To be done
Rewrite every one of the records below in full, requests included, and add 99 to each coordinate in the answers without changing any number in the requests or their format samples. Leave the pictures out.

───── Entries provided ─────

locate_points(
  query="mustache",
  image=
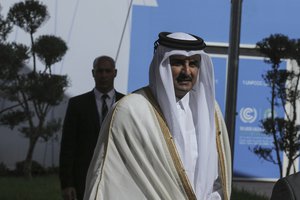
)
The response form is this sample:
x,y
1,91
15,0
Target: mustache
x,y
183,77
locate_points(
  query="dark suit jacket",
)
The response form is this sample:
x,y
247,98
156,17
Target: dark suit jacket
x,y
287,188
80,133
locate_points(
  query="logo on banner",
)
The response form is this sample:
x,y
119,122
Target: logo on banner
x,y
248,114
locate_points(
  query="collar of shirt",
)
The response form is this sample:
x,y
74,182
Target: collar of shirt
x,y
109,101
183,103
98,95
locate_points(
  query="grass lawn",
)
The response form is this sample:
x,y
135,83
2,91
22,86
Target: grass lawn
x,y
47,188
39,188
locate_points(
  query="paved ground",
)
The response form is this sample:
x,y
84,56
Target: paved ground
x,y
258,187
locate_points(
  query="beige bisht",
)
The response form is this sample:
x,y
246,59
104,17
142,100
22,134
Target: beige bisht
x,y
136,157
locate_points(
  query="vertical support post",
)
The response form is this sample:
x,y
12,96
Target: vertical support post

─────

Task result
locate_points(
  query="mustache",
  image=
)
The response form is this sample:
x,y
1,91
15,0
Target: mustache
x,y
282,176
locate_points(
  query="dark suit jacket",
)
The response form is this sample:
x,y
247,98
156,17
Target: dark suit jacket
x,y
386,287
179,232
locate_points(
  query="logo on banner",
)
The response form is this sample:
x,y
119,122
Target: logo on banner
x,y
347,213
locate_points(
  query="collar of shirt",
)
The response form is this sample:
x,y
74,182
Target: collar of shirt
x,y
208,200
282,202
197,194
locate_points(
  query="grass lawn",
)
The response form is this sample:
x,y
135,83
2,91
22,86
Target: grass lawn
x,y
146,287
138,287
locate_points(
  query="paved ground",
)
The response form is this sample:
x,y
84,56
Target: paved ground
x,y
357,286
locate_points(
  query="beige bisht",
)
The response form is this sample:
x,y
246,59
104,17
142,100
22,134
Target: beige bisht
x,y
235,256
locate_points(
  query="vertical support post",
)
The response form is this sample:
x,y
12,96
Target: vertical support post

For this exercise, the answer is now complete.